(Text-to-region grounding data)
╔══
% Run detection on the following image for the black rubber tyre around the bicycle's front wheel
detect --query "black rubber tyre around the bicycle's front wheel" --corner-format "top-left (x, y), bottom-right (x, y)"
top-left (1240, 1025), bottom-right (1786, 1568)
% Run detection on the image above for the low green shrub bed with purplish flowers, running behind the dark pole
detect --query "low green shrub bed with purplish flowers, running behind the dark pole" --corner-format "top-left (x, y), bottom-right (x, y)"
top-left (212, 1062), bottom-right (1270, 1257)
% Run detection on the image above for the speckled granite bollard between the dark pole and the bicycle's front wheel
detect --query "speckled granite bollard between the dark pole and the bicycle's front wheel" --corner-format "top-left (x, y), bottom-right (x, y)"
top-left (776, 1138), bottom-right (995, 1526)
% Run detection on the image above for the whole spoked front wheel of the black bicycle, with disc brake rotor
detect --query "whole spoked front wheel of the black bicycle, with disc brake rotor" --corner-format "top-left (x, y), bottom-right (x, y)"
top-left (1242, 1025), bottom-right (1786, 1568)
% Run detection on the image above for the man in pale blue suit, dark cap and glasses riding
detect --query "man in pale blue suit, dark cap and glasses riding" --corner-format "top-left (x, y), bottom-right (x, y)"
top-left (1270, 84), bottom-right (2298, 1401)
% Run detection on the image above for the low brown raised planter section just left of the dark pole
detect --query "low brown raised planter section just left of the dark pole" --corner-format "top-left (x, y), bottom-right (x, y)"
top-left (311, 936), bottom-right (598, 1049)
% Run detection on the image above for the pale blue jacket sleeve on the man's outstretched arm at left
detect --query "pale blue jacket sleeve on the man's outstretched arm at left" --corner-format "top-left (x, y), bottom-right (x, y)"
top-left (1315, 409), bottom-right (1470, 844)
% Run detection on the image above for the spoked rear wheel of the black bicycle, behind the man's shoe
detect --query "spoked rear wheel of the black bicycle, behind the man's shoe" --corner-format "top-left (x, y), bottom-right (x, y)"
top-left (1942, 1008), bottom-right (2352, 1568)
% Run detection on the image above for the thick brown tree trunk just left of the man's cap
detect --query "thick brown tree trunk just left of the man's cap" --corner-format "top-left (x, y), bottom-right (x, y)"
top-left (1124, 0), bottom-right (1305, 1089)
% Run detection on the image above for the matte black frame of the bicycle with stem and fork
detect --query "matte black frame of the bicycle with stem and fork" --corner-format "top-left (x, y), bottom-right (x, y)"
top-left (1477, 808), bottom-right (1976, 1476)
╚══
What is expected
Your task is to repeat the entries exactly.

Reply to the exercise
% Run detection on the following image for the black rubber tyre around the bicycle's front wheel
detect --query "black rubber tyre around the bicycle's front wheel" --corner-format "top-left (x, y), bottom-right (x, y)"
top-left (1240, 1025), bottom-right (1786, 1568)
% Run detection on the image above for the low green shrub bed with purplish flowers, running behind the dark pole
detect --query "low green shrub bed with purplish flowers, running behind the dark pole" --corner-format "top-left (x, y), bottom-right (x, y)"
top-left (212, 1062), bottom-right (1270, 1257)
% Run detection on the image above for the speckled granite bollard between the dark pole and the bicycle's front wheel
detect --query "speckled granite bollard between the dark pole and the bicycle's front wheel" --corner-format "top-left (x, y), bottom-right (x, y)"
top-left (776, 1138), bottom-right (995, 1526)
% Run detection on the image above for the whole spoked front wheel of the black bicycle, with disc brake rotor
detect --query "whole spoked front wheel of the black bicycle, with disc brake rotor" --corner-format "top-left (x, y), bottom-right (x, y)"
top-left (1242, 1025), bottom-right (1786, 1568)
% Run detection on the image above for the man in pale blue suit, dark cap and glasses riding
detect --query "man in pale blue suit, dark cap and glasses riding" --corner-format "top-left (x, y), bottom-right (x, y)"
top-left (1270, 84), bottom-right (2298, 1401)
% Run detection on the image above for the low brown raised planter section just left of the dark pole
detect --query "low brown raised planter section just left of the dark pole" --corner-format "top-left (x, y), bottom-right (x, y)"
top-left (311, 936), bottom-right (598, 1049)
% Run detection on the image above for the pale blue jacket sleeve on the man's outstretched arm at left
detect --query "pale blue jacket sleeve on the man's outstretched arm at left" --corner-format "top-left (x, y), bottom-right (x, y)"
top-left (1315, 409), bottom-right (1470, 844)
% Run detection on the image above for the spoked rear wheel of the black bicycle, behind the man's shoe
detect --query "spoked rear wheel of the black bicycle, behind the man's shoe" --corner-format "top-left (x, y), bottom-right (x, y)"
top-left (1942, 1008), bottom-right (2352, 1568)
% Run detection on the image above for the thick brown tree trunk just left of the man's cap
detect --query "thick brown tree trunk just left of the man's cap" --corner-format "top-left (x, y), bottom-right (x, y)"
top-left (1124, 0), bottom-right (1305, 1089)
% Run detection on the image above for the matte black frame of the bicycle with stem and fork
detect --query "matte black frame of the bicycle with stem and fork" --corner-format "top-left (x, y), bottom-right (x, y)"
top-left (1477, 808), bottom-right (1976, 1476)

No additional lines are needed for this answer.